* [WHAT THE EXERCISE ASKS] The entries need to be copied exactly.

•••••

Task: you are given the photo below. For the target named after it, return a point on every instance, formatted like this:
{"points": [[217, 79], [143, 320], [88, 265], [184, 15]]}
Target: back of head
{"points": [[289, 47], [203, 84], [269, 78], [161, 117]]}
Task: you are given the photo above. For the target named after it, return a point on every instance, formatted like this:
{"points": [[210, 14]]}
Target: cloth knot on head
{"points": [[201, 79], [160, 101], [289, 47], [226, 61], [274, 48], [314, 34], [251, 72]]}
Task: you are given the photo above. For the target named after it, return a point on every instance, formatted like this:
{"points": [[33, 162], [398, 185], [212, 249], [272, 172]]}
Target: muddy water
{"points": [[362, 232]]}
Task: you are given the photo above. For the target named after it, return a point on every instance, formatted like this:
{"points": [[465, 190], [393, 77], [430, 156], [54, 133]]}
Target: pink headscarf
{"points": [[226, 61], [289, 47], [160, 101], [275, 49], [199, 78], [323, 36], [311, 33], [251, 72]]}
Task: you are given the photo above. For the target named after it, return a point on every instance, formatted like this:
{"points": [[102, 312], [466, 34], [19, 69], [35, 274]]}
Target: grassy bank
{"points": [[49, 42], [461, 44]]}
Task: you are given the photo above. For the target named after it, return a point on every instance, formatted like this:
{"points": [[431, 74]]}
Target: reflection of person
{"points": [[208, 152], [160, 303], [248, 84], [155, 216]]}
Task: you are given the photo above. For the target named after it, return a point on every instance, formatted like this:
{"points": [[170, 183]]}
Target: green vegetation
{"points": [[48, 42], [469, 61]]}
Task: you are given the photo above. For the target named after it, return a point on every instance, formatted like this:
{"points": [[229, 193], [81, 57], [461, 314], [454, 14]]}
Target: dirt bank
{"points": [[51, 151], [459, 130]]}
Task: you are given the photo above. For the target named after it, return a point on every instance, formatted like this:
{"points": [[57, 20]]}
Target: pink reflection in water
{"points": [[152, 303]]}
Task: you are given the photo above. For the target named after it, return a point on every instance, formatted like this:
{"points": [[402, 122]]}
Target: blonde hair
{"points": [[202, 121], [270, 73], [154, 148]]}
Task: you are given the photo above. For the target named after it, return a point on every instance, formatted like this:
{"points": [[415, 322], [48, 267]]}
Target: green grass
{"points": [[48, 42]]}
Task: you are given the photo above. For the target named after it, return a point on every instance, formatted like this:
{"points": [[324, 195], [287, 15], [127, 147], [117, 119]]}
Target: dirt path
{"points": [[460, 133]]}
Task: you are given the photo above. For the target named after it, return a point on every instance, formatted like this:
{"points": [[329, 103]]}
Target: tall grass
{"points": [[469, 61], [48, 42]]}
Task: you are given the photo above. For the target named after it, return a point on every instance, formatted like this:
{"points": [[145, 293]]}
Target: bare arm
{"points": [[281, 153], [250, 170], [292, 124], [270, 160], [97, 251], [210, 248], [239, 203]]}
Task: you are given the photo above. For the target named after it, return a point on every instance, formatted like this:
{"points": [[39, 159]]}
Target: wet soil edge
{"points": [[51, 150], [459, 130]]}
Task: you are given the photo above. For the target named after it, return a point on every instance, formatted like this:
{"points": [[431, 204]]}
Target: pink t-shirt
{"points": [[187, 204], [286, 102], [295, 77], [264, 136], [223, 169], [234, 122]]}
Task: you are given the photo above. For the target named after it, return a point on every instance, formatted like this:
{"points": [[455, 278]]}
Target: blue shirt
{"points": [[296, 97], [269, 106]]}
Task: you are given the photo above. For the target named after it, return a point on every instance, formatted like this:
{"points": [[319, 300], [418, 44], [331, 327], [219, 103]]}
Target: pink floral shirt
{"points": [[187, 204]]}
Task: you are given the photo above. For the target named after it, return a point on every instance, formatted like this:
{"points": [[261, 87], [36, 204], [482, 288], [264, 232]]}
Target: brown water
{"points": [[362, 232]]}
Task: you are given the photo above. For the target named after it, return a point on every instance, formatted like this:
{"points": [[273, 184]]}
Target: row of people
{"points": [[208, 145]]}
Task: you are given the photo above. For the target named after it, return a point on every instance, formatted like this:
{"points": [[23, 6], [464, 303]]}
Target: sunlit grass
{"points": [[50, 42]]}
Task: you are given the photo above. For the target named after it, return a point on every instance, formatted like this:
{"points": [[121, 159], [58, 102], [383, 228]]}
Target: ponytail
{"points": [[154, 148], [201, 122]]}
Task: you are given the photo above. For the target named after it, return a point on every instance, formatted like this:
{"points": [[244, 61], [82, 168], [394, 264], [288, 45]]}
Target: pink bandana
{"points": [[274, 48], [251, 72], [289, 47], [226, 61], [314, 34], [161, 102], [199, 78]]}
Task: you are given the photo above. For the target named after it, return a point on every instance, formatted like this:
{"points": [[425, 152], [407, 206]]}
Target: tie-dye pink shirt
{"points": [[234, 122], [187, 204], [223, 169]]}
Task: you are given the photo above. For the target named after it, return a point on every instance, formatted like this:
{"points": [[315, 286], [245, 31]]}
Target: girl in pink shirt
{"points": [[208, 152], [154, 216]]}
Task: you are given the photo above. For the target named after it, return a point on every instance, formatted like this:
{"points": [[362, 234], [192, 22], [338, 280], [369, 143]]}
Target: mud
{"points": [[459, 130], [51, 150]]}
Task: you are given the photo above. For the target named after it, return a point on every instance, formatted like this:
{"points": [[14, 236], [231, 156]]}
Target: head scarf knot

•••••

* [RESPONSE]
Task: you are given the photo below. For the target named after it, return a point on every instance, formatted like this:
{"points": [[217, 79], [143, 320], [88, 265], [184, 15]]}
Target: back of head
{"points": [[289, 47], [203, 84], [269, 78], [161, 117]]}
Task: you are given the photo above. For the target named after it, return a point on every instance, formatted like this:
{"points": [[210, 14]]}
Target: cloth knot on head
{"points": [[201, 79], [160, 101], [289, 47], [226, 61], [274, 48], [314, 34], [251, 72]]}
Task: you are given the photo above. For the target named after it, return a point on every instance, formatted like this:
{"points": [[33, 162], [398, 185], [212, 249], [272, 172]]}
Target: muddy water
{"points": [[362, 232]]}
Task: you are given the photo above. For the target named after it, return a point on every instance, formatted like this:
{"points": [[465, 190], [393, 77], [430, 156], [54, 133]]}
Target: pink headscarf
{"points": [[226, 61], [289, 47], [160, 101], [275, 49], [199, 78], [323, 36], [311, 33], [251, 72]]}
Task: you are given the photo above. For the target named after it, return a point on every instance, formatted like this:
{"points": [[102, 312], [466, 34], [19, 69], [35, 274]]}
Target: grassy bank
{"points": [[49, 42], [461, 44]]}
Task: you are given the photo above. For the target named after it, return a point on every instance, formatted like this:
{"points": [[431, 74]]}
Target: reflection of person
{"points": [[208, 152], [160, 303], [248, 84], [155, 216]]}
Task: you are given the photo above. For the target named after it, return a point on every instance, formatted like this:
{"points": [[170, 183]]}
Target: green vegetation
{"points": [[48, 42], [469, 61]]}
Task: you are given the photo above. For the target named after it, return a point on every instance, formatted like this:
{"points": [[229, 193], [81, 57], [461, 314], [454, 14]]}
Target: dirt bank
{"points": [[51, 151], [459, 130]]}
Task: you are given the photo above. For the target named after it, return a point on every instance, formatted like this:
{"points": [[57, 20]]}
Target: pink reflection in water
{"points": [[152, 303]]}
Task: you are given the photo above. For the target named after it, return a point on every instance, formatted like this:
{"points": [[402, 122]]}
Target: blonde hair
{"points": [[202, 121], [270, 73], [154, 148]]}
Task: you are given the photo above. For the target named after it, return a point on every instance, formatted like this:
{"points": [[415, 322], [48, 267]]}
Target: green grass
{"points": [[48, 42]]}
Task: you are given the photo above. For the target named after it, return a point on every instance, formatted like this:
{"points": [[324, 195], [287, 15], [127, 147], [117, 119]]}
Target: dirt path
{"points": [[460, 133]]}
Task: you are given the photo above. For the target named after it, return a point on every instance, formatted like this:
{"points": [[329, 103]]}
Target: tall grass
{"points": [[469, 61], [48, 42]]}
Task: you are given the photo above. For the target named after it, return a point on every instance, formatted like this:
{"points": [[145, 293]]}
Target: bare arm
{"points": [[281, 153], [250, 170], [292, 124], [270, 160], [97, 251], [210, 248], [239, 203]]}
Task: you are given the photo above. For the target named after it, return a point on every instance, formatted like this:
{"points": [[39, 159]]}
Target: wet soil edge
{"points": [[51, 150], [459, 130]]}
Task: you are given the photo above. For the target named after it, return a point on every instance, formatted like this:
{"points": [[431, 204]]}
Target: pink t-shirt
{"points": [[187, 204], [286, 102], [295, 77], [264, 136], [223, 169], [234, 122]]}
Task: you are given the photo above. For the target named after it, return a point on every instance, formatted like this:
{"points": [[455, 278]]}
Target: blue shirt
{"points": [[296, 97], [269, 106]]}
Task: you are given the photo above. For the target named after it, return a point on every instance, formatted like this:
{"points": [[319, 300], [418, 44], [331, 327], [219, 103]]}
Target: pink floral shirt
{"points": [[187, 204]]}
Task: you are given the photo above. For the target named after it, return a point on every instance, formatted like this:
{"points": [[261, 87], [36, 204], [482, 288], [264, 232]]}
Target: brown water
{"points": [[362, 232]]}
Task: you are given the photo above. For the target named after it, return a point on every instance, formatted like this:
{"points": [[273, 184]]}
Target: row of people
{"points": [[208, 145]]}
Task: you are given the photo above. For the target named after it, return a point on every instance, formatted like this:
{"points": [[23, 6], [464, 303]]}
Target: sunlit grass
{"points": [[50, 42]]}
Task: you are given the photo above. For the target named after it, return a point on every instance, formatted like this:
{"points": [[121, 159], [58, 102], [383, 228]]}
Target: ponytail
{"points": [[154, 148], [201, 122]]}
Task: you are given the photo above. For the target named after it, return a point on every instance, formatted like this:
{"points": [[244, 61], [82, 168], [394, 264], [288, 45]]}
Target: pink bandana
{"points": [[274, 48], [251, 72], [289, 47], [226, 61], [314, 34], [161, 102], [199, 78]]}
Task: you are given the photo above. For the target named after it, return a point on every instance, formatted like this:
{"points": [[425, 152], [407, 206]]}
Target: tie-dye pink shirt
{"points": [[234, 122], [187, 204], [223, 169]]}
Task: you are given the photo above. For the target named after it, return a point on every instance, formatted like this:
{"points": [[315, 286], [245, 31]]}
Target: girl in pink shirt
{"points": [[208, 152], [154, 216]]}
Task: you are given the photo above. For the target named after it, return a point on every instance, formatted like this:
{"points": [[362, 234], [192, 22], [338, 280], [369, 143]]}
Target: mud
{"points": [[459, 130], [51, 150]]}
Task: you are given the photo above. For the target named after it, return a point on every instance, formatted like this:
{"points": [[14, 236], [231, 156]]}
Target: head scarf knot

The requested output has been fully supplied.